■ **GIVEN TASK**
Reproduce the line that contains "If you could segment every instance of the litter" and every line after it through the end of the records, exactly, with nothing added.

Outline labeling records
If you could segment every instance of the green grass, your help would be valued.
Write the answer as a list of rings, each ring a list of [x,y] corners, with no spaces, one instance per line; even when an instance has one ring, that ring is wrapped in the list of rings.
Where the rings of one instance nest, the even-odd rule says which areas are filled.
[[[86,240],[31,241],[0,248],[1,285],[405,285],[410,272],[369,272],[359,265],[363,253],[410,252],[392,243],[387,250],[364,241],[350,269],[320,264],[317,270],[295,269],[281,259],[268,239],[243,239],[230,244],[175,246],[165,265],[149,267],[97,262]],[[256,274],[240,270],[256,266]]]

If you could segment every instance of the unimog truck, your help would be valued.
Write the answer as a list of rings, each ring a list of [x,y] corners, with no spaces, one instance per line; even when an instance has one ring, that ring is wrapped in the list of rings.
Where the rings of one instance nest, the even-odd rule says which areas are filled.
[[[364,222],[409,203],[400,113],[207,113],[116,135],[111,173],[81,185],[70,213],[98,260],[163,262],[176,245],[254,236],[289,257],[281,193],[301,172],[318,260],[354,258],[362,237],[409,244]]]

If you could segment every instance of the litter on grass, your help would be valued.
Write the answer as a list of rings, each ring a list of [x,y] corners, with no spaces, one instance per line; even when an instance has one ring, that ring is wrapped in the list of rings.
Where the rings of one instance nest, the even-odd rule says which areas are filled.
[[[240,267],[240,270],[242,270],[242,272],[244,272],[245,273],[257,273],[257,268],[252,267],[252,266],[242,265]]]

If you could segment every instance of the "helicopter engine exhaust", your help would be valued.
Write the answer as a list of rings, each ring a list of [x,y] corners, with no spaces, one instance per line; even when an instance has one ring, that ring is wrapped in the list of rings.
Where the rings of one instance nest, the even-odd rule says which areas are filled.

■ **REPLY TO THE EXERCISE**
If you could segment every instance of the litter on grass, your help would be valued.
Write the answer as a list of rings, each ring a list of [x,y] corners, with no spaces, one instance per line; even when an instance has one ring, that ring is wrapped in the list of rings.
Where the rings of one instance nest, the even-odd rule says which areas are filled.
[[[240,267],[240,270],[242,270],[242,272],[244,272],[245,273],[257,273],[257,268],[252,267],[252,266],[242,265]]]

If you could segment every instance of the "helicopter engine exhaust", your help would be valued.
Write the answer as a list of rings, each ring a list of [x,y] corners, with no spaces, one instance per line; even when an instance has one ring, that ring is wrapped in the list of rings.
Where the rings of one instance nest, the even-odd rule says which areas are filled.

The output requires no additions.